▶ **TASKS TO PERFORM**
**A)** Answer these questions using the article on counseling for stressed doctors:
(i) How many doctors attended a one-day individual counseling session?
(ii) What happened to the share of doctors on full-time sick leave in the year after counseling?
(iii) How did the use of psychotherapy change in the follow-up year?
**B)** From the article on counseling for stressed doctors, write out the passage from "Counselling plus hours" up to and including "BMJ study found.".

Counselling plus hours cut helps stressed doctors
By Emma Wilkinson
A short term counselling programme followed by a modest cut in work hours may help reduce burnout and sick leave amongst doctors say Norwegian researchers.
More than 200 stressed doctors took part in the voluntary programme, which the researchers say may provide a way for physicians to seek help outside the healthcare system.
A total of 187 doctors attended a one-day individual counselling session and a further 40 did a week-long course. 70 of the group attended another follow-up session in the next 12 months.
One year later, the stressed doctors reported a reduction in emotional exhaustion and job stress similar to the level found in a representative sample of Norwegian doctors, the BMJ study found.
The researchers also found that the number of doctors on full time sick leave had reduced substantially in the year after counselling (35% to 6%), and that the use of psychotherapy also substantially increased from 20% to 53% in the follow-up year.
They also found that reduction in work hours after the intervention was also associated with a reduction in emotional exhaustion.

▶ **SUPPLIED DATA**

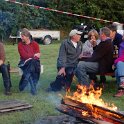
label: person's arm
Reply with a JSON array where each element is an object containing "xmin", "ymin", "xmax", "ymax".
[{"xmin": 86, "ymin": 41, "xmax": 112, "ymax": 62}]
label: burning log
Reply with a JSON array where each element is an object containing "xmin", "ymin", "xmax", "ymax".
[
  {"xmin": 58, "ymin": 97, "xmax": 124, "ymax": 124},
  {"xmin": 58, "ymin": 85, "xmax": 124, "ymax": 124}
]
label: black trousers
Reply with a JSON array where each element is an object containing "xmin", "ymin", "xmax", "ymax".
[
  {"xmin": 0, "ymin": 64, "xmax": 11, "ymax": 91},
  {"xmin": 50, "ymin": 67, "xmax": 75, "ymax": 91}
]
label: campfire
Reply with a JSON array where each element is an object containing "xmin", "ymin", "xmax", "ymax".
[{"xmin": 57, "ymin": 85, "xmax": 124, "ymax": 124}]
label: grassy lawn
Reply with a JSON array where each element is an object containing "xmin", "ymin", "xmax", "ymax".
[{"xmin": 0, "ymin": 43, "xmax": 124, "ymax": 124}]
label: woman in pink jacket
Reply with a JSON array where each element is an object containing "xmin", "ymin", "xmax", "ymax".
[{"xmin": 114, "ymin": 40, "xmax": 124, "ymax": 97}]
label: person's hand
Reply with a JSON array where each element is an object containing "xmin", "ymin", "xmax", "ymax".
[
  {"xmin": 90, "ymin": 39, "xmax": 97, "ymax": 47},
  {"xmin": 58, "ymin": 67, "xmax": 66, "ymax": 76},
  {"xmin": 34, "ymin": 53, "xmax": 40, "ymax": 58}
]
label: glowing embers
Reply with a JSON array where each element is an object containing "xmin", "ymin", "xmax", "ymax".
[{"xmin": 66, "ymin": 85, "xmax": 117, "ymax": 111}]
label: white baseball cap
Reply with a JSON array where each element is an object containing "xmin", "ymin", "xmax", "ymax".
[{"xmin": 69, "ymin": 29, "xmax": 83, "ymax": 37}]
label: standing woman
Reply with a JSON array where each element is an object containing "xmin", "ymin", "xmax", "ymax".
[
  {"xmin": 114, "ymin": 40, "xmax": 124, "ymax": 97},
  {"xmin": 18, "ymin": 28, "xmax": 40, "ymax": 95}
]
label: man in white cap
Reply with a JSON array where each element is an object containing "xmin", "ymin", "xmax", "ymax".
[{"xmin": 49, "ymin": 29, "xmax": 82, "ymax": 91}]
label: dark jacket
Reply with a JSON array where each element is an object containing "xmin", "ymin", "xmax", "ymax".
[
  {"xmin": 85, "ymin": 39, "xmax": 113, "ymax": 74},
  {"xmin": 57, "ymin": 39, "xmax": 82, "ymax": 68}
]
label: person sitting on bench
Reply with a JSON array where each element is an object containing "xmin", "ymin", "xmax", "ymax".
[{"xmin": 75, "ymin": 27, "xmax": 113, "ymax": 88}]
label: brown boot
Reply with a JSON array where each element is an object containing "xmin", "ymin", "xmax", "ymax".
[{"xmin": 114, "ymin": 89, "xmax": 124, "ymax": 97}]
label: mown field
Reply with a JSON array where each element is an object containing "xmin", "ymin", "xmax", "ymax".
[{"xmin": 0, "ymin": 43, "xmax": 124, "ymax": 124}]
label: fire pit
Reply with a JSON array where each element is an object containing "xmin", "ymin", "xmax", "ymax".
[{"xmin": 57, "ymin": 85, "xmax": 124, "ymax": 124}]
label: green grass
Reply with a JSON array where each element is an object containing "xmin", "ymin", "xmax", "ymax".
[{"xmin": 0, "ymin": 43, "xmax": 124, "ymax": 124}]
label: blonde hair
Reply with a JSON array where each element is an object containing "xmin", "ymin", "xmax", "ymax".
[
  {"xmin": 88, "ymin": 29, "xmax": 99, "ymax": 39},
  {"xmin": 21, "ymin": 28, "xmax": 31, "ymax": 37}
]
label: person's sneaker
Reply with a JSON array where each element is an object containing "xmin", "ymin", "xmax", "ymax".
[
  {"xmin": 119, "ymin": 82, "xmax": 124, "ymax": 88},
  {"xmin": 114, "ymin": 89, "xmax": 124, "ymax": 97}
]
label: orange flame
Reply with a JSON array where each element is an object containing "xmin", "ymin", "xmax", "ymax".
[{"xmin": 66, "ymin": 85, "xmax": 117, "ymax": 111}]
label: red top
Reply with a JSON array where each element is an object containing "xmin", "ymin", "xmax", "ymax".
[{"xmin": 18, "ymin": 41, "xmax": 40, "ymax": 61}]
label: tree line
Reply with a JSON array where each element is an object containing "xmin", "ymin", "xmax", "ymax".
[{"xmin": 0, "ymin": 0, "xmax": 124, "ymax": 39}]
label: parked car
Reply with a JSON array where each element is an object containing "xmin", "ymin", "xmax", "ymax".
[{"xmin": 10, "ymin": 29, "xmax": 60, "ymax": 45}]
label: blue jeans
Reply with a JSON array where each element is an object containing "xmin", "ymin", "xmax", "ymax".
[
  {"xmin": 50, "ymin": 67, "xmax": 75, "ymax": 91},
  {"xmin": 115, "ymin": 61, "xmax": 124, "ymax": 85},
  {"xmin": 75, "ymin": 61, "xmax": 99, "ymax": 87}
]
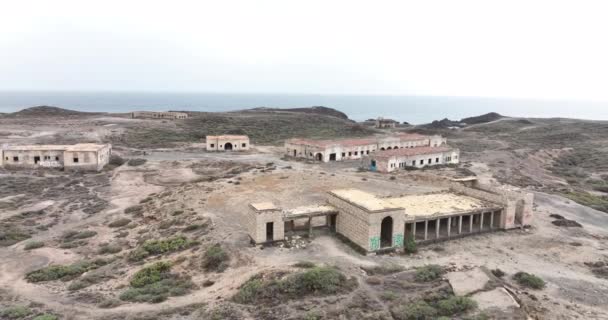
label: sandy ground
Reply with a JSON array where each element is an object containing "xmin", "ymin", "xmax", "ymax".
[{"xmin": 0, "ymin": 114, "xmax": 608, "ymax": 319}]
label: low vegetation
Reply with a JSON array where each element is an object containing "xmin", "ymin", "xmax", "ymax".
[
  {"xmin": 25, "ymin": 259, "xmax": 107, "ymax": 282},
  {"xmin": 414, "ymin": 264, "xmax": 444, "ymax": 282},
  {"xmin": 128, "ymin": 235, "xmax": 199, "ymax": 261},
  {"xmin": 24, "ymin": 241, "xmax": 44, "ymax": 250},
  {"xmin": 233, "ymin": 266, "xmax": 356, "ymax": 305},
  {"xmin": 203, "ymin": 244, "xmax": 230, "ymax": 272},
  {"xmin": 513, "ymin": 272, "xmax": 545, "ymax": 290},
  {"xmin": 120, "ymin": 261, "xmax": 194, "ymax": 303}
]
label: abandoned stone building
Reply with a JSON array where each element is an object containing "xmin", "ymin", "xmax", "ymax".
[
  {"xmin": 0, "ymin": 143, "xmax": 112, "ymax": 171},
  {"xmin": 364, "ymin": 145, "xmax": 460, "ymax": 172},
  {"xmin": 285, "ymin": 133, "xmax": 447, "ymax": 162},
  {"xmin": 375, "ymin": 117, "xmax": 399, "ymax": 129},
  {"xmin": 131, "ymin": 111, "xmax": 188, "ymax": 120},
  {"xmin": 205, "ymin": 135, "xmax": 250, "ymax": 151},
  {"xmin": 244, "ymin": 182, "xmax": 534, "ymax": 252}
]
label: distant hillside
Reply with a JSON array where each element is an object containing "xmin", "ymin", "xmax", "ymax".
[
  {"xmin": 5, "ymin": 106, "xmax": 95, "ymax": 118},
  {"xmin": 243, "ymin": 106, "xmax": 348, "ymax": 120}
]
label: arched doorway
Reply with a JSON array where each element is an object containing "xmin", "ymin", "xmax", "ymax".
[{"xmin": 380, "ymin": 216, "xmax": 393, "ymax": 248}]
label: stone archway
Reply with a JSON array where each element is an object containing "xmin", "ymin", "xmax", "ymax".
[{"xmin": 380, "ymin": 216, "xmax": 393, "ymax": 248}]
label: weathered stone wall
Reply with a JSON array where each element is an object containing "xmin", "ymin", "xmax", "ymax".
[{"xmin": 245, "ymin": 206, "xmax": 285, "ymax": 244}]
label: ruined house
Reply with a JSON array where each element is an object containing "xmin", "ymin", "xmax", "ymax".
[
  {"xmin": 364, "ymin": 145, "xmax": 460, "ymax": 172},
  {"xmin": 0, "ymin": 143, "xmax": 112, "ymax": 171},
  {"xmin": 244, "ymin": 181, "xmax": 534, "ymax": 252},
  {"xmin": 285, "ymin": 133, "xmax": 447, "ymax": 162},
  {"xmin": 205, "ymin": 135, "xmax": 250, "ymax": 151},
  {"xmin": 131, "ymin": 111, "xmax": 188, "ymax": 120},
  {"xmin": 375, "ymin": 117, "xmax": 399, "ymax": 129}
]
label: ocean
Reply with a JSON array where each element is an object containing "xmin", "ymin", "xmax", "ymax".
[{"xmin": 0, "ymin": 91, "xmax": 608, "ymax": 124}]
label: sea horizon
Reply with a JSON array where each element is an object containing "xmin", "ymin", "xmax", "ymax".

▶ **ANSWERS BELOW**
**A)**
(i) 187
(ii) It fell from 35% to 6%.
(iii) It rose from 20% to 53%.

**B)**
Counselling plus hours cut helps stressed doctors
By Emma Wilkinson
A short term counselling programme followed by a modest cut in work hours may help reduce burnout and sick leave amongst doctors say Norwegian researchers.
More than 200 stressed doctors took part in the voluntary programme, which the researchers say may provide a way for physicians to seek help outside the healthcare system.
A total of 187 doctors attended a one-day individual counselling session and a further 40 did a week-long course. 70 of the group attended another follow-up session in the next 12 months.
One year later, the stressed doctors reported a reduction in emotional exhaustion and job stress similar to the level found in a representative sample of Norwegian doctors, the BMJ study found.